* Task prompt
From the listing that follows, extract every line and set it down unaltered.

* Data excerpts

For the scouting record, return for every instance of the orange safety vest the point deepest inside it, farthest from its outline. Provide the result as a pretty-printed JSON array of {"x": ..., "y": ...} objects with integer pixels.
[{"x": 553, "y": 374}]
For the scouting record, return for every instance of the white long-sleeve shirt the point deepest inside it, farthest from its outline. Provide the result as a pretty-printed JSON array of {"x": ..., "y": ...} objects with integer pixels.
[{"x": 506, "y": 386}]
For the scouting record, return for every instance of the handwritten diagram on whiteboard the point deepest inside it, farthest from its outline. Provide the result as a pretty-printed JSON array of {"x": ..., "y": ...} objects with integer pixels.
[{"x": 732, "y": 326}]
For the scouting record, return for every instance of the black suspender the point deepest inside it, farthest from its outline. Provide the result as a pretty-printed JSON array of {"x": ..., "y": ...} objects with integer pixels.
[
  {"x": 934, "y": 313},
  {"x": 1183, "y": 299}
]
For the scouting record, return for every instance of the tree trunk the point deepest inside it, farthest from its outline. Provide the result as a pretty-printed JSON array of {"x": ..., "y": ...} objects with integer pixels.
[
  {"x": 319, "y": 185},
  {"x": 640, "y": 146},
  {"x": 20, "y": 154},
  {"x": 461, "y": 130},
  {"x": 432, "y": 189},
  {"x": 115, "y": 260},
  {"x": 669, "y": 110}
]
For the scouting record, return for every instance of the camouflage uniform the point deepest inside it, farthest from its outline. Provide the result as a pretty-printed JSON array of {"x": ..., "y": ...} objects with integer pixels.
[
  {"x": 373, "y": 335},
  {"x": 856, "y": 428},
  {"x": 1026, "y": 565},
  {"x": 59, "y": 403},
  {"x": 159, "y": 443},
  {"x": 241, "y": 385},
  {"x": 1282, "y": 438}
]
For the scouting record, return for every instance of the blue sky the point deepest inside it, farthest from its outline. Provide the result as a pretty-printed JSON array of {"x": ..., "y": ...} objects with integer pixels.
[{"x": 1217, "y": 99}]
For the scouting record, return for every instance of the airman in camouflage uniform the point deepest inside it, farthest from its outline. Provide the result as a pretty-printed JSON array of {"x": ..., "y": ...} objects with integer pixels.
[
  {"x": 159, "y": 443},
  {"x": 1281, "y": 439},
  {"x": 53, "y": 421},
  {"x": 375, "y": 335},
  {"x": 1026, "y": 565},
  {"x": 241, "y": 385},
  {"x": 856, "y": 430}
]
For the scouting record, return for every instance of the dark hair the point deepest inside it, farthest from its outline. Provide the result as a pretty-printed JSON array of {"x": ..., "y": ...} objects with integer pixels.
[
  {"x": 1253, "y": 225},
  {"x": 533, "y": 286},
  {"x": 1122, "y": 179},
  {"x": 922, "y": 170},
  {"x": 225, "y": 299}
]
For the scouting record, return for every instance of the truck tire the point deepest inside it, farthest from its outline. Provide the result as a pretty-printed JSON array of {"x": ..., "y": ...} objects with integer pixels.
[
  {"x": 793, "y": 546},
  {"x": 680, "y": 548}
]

* Output for this task
For the scouting record, return for every instance of the orange safety vest the point deepest inside it, farthest from its outline. Provide the result as a pretty-printed JSON array of {"x": ..., "y": ...} objects with integer pixels.
[{"x": 553, "y": 374}]
For the scouting record, return for every instance of the white long-sleeve shirt the point deepest inside it, farthest from its outline. Provide the result as a pretty-printed JSON array of {"x": ..., "y": ...} objects with integer pixels.
[{"x": 506, "y": 386}]
For the scouting record, return for every instance of the handwritten diagram on whiteboard the point deepest inside it, farthest from its outline. Provide the result as a pretty-printed JSON array of {"x": ..., "y": ...} objects with integer pixels.
[{"x": 732, "y": 326}]
For the scouting record, return for every instance of the black suspender the point deepest inside it, farthest from its outline. Provide the result as a pretty-printed JSON array of {"x": ..., "y": ...} objects with integer pixels.
[
  {"x": 934, "y": 313},
  {"x": 1183, "y": 299}
]
For the scouting record, return for every instance of the tree trunk the point deepest inside it, farthest from its outline. Provide the result as a pretty-printed JSON array of {"x": ..., "y": ...} objects with integer pixels.
[
  {"x": 319, "y": 185},
  {"x": 640, "y": 146},
  {"x": 20, "y": 154},
  {"x": 461, "y": 130},
  {"x": 432, "y": 189},
  {"x": 115, "y": 260},
  {"x": 669, "y": 110}
]
For the scouting record, return for every instance of the camouflage uniform the point deepest inside it, farthest from its outline. Provide the result as a pretty-printed JSON array of {"x": ..., "y": ...} objects with integer pixels.
[
  {"x": 373, "y": 335},
  {"x": 856, "y": 428},
  {"x": 1026, "y": 565},
  {"x": 59, "y": 403},
  {"x": 159, "y": 443},
  {"x": 241, "y": 385},
  {"x": 1282, "y": 438}
]
For the scouting record, return for every instance of the blue sky the point deepest inside it, farthest from its outline. Provide the result as a pretty-printed JSON array of {"x": ..., "y": ...} objects with integer pixels.
[{"x": 1217, "y": 99}]
For the scouting record, return for every instance of the airman in camouflage uniform the point deepest inside it, farthest from its outline. Provide the result as a pretty-printed JSON array of {"x": ..., "y": ...} objects with integer pixels.
[
  {"x": 159, "y": 443},
  {"x": 1281, "y": 439},
  {"x": 53, "y": 421},
  {"x": 375, "y": 335},
  {"x": 1026, "y": 565},
  {"x": 241, "y": 385},
  {"x": 856, "y": 430}
]
For the scouting record, return for every instance of the dark hair the point deepest inside it, farthest from its outline. Provide the result as a pretty-printed JSON array of {"x": ..., "y": ...} objects with integer pixels.
[
  {"x": 1253, "y": 225},
  {"x": 533, "y": 286},
  {"x": 1122, "y": 179},
  {"x": 922, "y": 170},
  {"x": 225, "y": 299}
]
For the scouting record, return for every instance of the truck tire the point deepest inside it, farthest from its outline. Provide the result as a pretty-printed JSON array of {"x": ..., "y": ...} objects with integer pixels.
[
  {"x": 793, "y": 546},
  {"x": 680, "y": 548}
]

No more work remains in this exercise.